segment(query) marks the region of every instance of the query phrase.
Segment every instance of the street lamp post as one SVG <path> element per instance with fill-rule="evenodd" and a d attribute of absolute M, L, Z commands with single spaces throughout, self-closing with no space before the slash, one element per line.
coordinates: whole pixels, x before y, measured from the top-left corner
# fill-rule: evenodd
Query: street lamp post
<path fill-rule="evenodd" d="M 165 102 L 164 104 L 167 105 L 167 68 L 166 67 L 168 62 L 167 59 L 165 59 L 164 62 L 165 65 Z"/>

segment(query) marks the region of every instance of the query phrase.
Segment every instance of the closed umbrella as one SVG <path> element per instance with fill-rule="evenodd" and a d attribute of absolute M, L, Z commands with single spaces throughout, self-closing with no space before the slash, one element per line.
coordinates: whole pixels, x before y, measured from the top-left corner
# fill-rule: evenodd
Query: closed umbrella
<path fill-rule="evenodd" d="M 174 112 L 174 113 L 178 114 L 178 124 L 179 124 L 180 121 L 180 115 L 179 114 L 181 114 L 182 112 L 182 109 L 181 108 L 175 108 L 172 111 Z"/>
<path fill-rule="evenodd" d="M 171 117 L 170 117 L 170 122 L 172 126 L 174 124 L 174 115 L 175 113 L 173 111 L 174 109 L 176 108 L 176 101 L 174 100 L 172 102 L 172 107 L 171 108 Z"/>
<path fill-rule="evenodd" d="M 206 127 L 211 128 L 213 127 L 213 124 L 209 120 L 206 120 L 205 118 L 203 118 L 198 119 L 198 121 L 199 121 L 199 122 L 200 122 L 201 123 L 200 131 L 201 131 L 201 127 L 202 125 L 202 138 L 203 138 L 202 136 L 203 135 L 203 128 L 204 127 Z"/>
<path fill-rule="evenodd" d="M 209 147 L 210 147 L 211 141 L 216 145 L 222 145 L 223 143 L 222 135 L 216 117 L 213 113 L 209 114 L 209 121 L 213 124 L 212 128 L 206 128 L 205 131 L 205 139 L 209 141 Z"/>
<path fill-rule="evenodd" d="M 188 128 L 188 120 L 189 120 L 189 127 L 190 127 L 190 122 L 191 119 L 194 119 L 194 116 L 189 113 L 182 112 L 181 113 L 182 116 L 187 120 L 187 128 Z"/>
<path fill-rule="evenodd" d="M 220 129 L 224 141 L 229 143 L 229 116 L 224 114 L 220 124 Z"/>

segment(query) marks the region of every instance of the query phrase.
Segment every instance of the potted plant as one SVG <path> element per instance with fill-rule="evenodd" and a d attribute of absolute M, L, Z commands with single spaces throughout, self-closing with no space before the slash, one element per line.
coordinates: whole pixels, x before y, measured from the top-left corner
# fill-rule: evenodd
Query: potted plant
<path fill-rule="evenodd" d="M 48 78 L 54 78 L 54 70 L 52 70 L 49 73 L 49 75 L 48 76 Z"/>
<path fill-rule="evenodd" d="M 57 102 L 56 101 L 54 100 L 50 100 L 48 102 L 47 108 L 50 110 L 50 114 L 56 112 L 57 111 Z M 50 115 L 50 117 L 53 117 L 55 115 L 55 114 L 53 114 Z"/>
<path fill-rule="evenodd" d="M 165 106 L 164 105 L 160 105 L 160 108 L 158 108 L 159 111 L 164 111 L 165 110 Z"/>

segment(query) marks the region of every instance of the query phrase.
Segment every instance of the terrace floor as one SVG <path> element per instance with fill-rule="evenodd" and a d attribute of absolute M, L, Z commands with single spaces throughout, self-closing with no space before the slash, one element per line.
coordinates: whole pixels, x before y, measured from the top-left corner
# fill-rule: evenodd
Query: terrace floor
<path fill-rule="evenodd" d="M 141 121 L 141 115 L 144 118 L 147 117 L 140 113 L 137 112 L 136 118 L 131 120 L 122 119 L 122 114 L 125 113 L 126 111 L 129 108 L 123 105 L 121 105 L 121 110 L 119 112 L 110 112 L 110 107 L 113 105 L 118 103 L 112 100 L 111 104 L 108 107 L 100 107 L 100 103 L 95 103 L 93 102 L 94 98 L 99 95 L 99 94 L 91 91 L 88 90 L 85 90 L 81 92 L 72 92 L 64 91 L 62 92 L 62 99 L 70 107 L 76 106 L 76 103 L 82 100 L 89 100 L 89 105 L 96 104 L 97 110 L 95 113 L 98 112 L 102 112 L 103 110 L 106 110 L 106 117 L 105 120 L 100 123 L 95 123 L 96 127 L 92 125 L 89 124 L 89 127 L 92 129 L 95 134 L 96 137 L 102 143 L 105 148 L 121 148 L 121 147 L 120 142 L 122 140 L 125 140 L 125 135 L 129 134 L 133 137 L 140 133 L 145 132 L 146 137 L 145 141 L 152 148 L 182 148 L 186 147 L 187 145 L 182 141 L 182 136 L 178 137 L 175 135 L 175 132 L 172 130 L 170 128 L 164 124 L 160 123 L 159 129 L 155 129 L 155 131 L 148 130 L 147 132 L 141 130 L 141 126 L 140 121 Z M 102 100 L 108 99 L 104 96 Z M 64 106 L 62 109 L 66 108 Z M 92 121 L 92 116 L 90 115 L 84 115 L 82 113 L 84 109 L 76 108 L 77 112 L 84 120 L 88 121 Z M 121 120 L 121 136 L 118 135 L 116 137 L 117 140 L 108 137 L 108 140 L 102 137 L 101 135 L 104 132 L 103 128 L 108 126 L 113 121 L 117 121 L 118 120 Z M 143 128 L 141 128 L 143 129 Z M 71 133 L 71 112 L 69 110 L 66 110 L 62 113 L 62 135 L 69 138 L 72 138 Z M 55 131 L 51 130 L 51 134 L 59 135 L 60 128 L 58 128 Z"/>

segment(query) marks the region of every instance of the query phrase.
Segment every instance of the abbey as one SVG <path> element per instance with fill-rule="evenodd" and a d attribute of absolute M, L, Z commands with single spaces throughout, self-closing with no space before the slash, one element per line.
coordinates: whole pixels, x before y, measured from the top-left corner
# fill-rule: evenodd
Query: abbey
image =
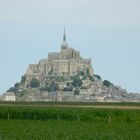
<path fill-rule="evenodd" d="M 82 58 L 79 51 L 68 46 L 64 30 L 60 52 L 51 52 L 48 59 L 42 59 L 38 64 L 30 64 L 26 77 L 29 82 L 32 78 L 43 80 L 48 75 L 74 76 L 79 71 L 86 72 L 87 69 L 90 75 L 94 75 L 91 59 Z"/>

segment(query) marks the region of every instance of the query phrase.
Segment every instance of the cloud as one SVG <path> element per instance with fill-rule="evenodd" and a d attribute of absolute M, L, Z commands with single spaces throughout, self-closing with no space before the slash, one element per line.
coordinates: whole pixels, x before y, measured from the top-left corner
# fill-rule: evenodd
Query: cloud
<path fill-rule="evenodd" d="M 139 0 L 5 0 L 0 3 L 1 21 L 48 24 L 138 26 Z"/>

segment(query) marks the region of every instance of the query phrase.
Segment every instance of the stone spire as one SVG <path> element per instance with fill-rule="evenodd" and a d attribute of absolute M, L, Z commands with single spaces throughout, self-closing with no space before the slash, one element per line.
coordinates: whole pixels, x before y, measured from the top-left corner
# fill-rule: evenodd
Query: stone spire
<path fill-rule="evenodd" d="M 61 45 L 61 50 L 65 50 L 67 48 L 68 48 L 68 44 L 67 44 L 67 41 L 66 41 L 66 30 L 65 30 L 65 27 L 64 27 L 63 42 L 62 42 L 62 45 Z"/>
<path fill-rule="evenodd" d="M 65 27 L 64 27 L 63 41 L 66 42 L 66 31 L 65 31 Z"/>

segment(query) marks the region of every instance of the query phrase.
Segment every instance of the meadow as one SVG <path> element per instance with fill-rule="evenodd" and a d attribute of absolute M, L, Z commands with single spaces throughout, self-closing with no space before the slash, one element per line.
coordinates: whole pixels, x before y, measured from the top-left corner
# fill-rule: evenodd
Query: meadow
<path fill-rule="evenodd" d="M 0 103 L 0 140 L 140 139 L 140 110 L 53 105 Z"/>

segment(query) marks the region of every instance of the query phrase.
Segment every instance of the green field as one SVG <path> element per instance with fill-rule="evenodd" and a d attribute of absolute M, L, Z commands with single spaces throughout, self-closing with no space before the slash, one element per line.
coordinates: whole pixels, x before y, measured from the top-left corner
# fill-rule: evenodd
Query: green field
<path fill-rule="evenodd" d="M 140 110 L 0 105 L 0 140 L 139 139 Z"/>

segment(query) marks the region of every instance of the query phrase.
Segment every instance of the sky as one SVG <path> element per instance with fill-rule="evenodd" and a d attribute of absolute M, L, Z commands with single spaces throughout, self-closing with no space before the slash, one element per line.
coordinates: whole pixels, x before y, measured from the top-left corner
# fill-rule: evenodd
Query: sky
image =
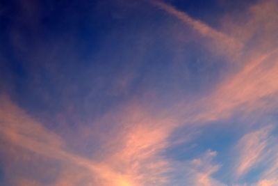
<path fill-rule="evenodd" d="M 0 185 L 277 186 L 278 1 L 0 1 Z"/>

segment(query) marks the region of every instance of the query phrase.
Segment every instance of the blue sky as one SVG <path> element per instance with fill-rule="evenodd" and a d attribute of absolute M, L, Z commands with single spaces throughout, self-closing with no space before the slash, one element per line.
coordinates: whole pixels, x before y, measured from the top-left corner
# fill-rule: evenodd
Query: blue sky
<path fill-rule="evenodd" d="M 0 185 L 278 185 L 278 2 L 0 2 Z"/>

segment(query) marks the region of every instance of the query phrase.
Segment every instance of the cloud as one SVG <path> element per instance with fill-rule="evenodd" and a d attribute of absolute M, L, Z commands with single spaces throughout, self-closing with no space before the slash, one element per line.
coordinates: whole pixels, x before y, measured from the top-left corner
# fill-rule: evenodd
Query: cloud
<path fill-rule="evenodd" d="M 179 10 L 173 6 L 160 0 L 151 1 L 150 2 L 158 8 L 165 10 L 170 15 L 174 16 L 185 24 L 190 26 L 202 36 L 211 38 L 213 42 L 216 42 L 216 44 L 213 45 L 213 47 L 218 48 L 218 52 L 224 52 L 226 54 L 233 54 L 234 57 L 235 54 L 241 49 L 242 44 L 238 40 L 235 40 L 223 32 L 217 31 L 200 20 L 191 17 L 186 13 Z M 213 51 L 217 52 L 215 50 Z"/>
<path fill-rule="evenodd" d="M 266 126 L 245 134 L 234 149 L 238 157 L 235 164 L 236 175 L 238 178 L 245 176 L 252 168 L 261 163 L 266 153 L 272 126 Z"/>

^^^^^^^^^^^^^^^^

» Problem to work on: Pick out every line in the listing above that contains the word "green", matching case exactly.

» Output of the exercise:
Segment every instance of the green field as one SVG <path> element per instance with fill-rule="evenodd" and a d attribute of absolute M, L, Z commands with single spaces throughout, self-closing with no space before the slash, one element per line.
Query: green field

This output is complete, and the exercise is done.